→ WHAT IS BEING ASKED:
Please filter the material below down to the lines that contain the string "herd", copying each of them. Matching is case-sensitive.

→ RECORDS SUPPLIED:
** start **
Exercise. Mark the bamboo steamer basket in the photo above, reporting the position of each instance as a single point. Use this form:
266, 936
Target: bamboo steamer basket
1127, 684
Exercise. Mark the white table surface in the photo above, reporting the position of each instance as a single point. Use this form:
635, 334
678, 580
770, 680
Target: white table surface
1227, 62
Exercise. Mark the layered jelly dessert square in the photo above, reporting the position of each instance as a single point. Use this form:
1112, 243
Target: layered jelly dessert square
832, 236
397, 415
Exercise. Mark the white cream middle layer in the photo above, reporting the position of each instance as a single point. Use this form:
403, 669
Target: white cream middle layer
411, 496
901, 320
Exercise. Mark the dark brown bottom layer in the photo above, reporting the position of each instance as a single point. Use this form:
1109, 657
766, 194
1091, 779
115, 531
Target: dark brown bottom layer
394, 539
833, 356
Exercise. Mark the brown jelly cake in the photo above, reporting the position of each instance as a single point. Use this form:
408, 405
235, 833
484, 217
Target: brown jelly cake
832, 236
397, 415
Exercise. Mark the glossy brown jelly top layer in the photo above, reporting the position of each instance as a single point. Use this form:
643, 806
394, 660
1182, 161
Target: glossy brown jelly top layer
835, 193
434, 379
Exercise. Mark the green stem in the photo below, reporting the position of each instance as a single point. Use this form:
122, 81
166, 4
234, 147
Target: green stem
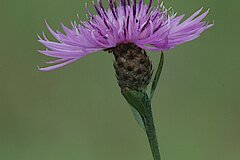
151, 132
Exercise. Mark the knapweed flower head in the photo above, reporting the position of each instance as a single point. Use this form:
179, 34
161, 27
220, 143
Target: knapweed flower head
131, 27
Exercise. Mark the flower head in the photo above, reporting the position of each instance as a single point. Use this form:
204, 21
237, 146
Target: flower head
130, 22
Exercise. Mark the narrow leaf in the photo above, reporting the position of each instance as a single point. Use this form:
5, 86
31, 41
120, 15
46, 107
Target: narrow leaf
136, 101
138, 118
157, 75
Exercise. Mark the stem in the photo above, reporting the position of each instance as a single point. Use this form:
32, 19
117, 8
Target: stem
150, 130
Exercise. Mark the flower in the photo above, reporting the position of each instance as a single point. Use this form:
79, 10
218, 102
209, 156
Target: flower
149, 28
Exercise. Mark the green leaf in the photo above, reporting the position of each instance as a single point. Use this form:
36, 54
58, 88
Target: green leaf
138, 118
136, 100
157, 75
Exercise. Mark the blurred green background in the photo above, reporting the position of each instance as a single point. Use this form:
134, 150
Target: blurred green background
78, 113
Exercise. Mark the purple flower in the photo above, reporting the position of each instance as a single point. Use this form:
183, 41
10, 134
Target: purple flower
150, 28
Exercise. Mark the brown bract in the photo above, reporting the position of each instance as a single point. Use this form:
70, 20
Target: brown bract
132, 65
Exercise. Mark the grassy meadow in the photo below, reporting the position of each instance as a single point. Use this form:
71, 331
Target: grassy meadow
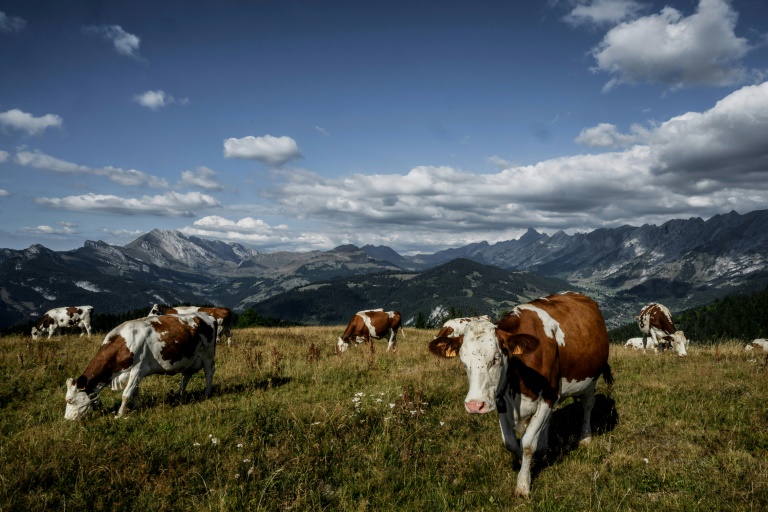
293, 426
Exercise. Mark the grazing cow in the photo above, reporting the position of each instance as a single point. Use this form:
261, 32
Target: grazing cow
655, 321
166, 345
637, 344
456, 326
522, 366
223, 314
58, 318
371, 323
759, 344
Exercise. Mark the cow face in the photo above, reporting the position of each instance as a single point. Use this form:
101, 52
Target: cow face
679, 343
483, 360
78, 403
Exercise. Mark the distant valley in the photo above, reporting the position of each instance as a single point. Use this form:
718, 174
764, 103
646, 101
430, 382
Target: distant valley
682, 263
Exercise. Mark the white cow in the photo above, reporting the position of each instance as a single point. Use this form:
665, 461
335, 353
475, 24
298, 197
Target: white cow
759, 344
637, 344
166, 345
58, 318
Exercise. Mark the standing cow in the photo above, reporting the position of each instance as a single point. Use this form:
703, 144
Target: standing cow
522, 366
655, 321
165, 345
59, 318
223, 314
455, 327
371, 323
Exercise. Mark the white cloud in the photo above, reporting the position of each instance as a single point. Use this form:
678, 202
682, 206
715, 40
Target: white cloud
170, 204
130, 177
202, 177
11, 24
63, 229
273, 151
603, 12
124, 42
17, 120
606, 135
154, 100
499, 163
675, 50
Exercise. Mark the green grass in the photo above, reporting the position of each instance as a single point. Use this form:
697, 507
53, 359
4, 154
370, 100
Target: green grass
297, 429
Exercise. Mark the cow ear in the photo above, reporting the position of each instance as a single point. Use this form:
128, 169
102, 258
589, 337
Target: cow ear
446, 346
515, 344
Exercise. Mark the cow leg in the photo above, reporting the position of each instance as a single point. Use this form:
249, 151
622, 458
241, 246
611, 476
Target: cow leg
130, 393
587, 403
209, 367
530, 442
511, 443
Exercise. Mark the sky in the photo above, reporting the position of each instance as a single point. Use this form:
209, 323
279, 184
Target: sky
420, 125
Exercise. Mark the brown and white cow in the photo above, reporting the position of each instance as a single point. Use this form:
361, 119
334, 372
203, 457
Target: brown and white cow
371, 323
655, 321
522, 366
455, 327
166, 345
223, 314
59, 318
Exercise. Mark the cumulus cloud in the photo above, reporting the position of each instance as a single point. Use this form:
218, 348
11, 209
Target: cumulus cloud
603, 12
170, 204
11, 24
202, 177
63, 228
15, 119
273, 151
130, 177
154, 100
125, 43
675, 50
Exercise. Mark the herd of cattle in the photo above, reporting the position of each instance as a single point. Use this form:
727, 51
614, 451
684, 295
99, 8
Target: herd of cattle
521, 366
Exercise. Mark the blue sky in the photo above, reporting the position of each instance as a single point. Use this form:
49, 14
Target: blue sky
421, 125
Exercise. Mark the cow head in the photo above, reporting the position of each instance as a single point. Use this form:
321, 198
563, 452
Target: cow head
481, 355
679, 343
78, 403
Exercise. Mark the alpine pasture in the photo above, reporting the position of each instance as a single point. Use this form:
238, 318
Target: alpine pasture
292, 425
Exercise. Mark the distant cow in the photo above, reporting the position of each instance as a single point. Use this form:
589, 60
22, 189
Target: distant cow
655, 321
371, 323
58, 318
223, 314
166, 345
522, 366
455, 327
758, 344
637, 344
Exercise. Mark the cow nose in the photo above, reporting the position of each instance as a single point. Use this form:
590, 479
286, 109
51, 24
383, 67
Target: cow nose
476, 407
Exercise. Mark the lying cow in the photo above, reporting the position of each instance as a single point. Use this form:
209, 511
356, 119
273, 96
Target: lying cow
166, 345
371, 323
522, 366
655, 321
456, 326
758, 344
223, 314
637, 344
59, 318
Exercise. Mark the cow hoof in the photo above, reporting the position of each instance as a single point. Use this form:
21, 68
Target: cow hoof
523, 492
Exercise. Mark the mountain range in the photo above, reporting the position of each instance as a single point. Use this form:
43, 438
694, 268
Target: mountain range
682, 263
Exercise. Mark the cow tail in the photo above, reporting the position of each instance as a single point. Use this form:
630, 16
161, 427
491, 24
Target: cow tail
608, 375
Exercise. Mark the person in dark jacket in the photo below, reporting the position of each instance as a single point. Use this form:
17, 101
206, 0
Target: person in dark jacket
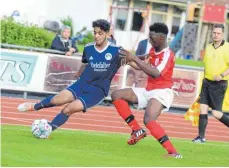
** end **
→ THE RESPONSE:
Exercise. Mark the herd of cattle in the photo above, reporting the position of each instance as a single point. Use this form:
Target: herd of cattle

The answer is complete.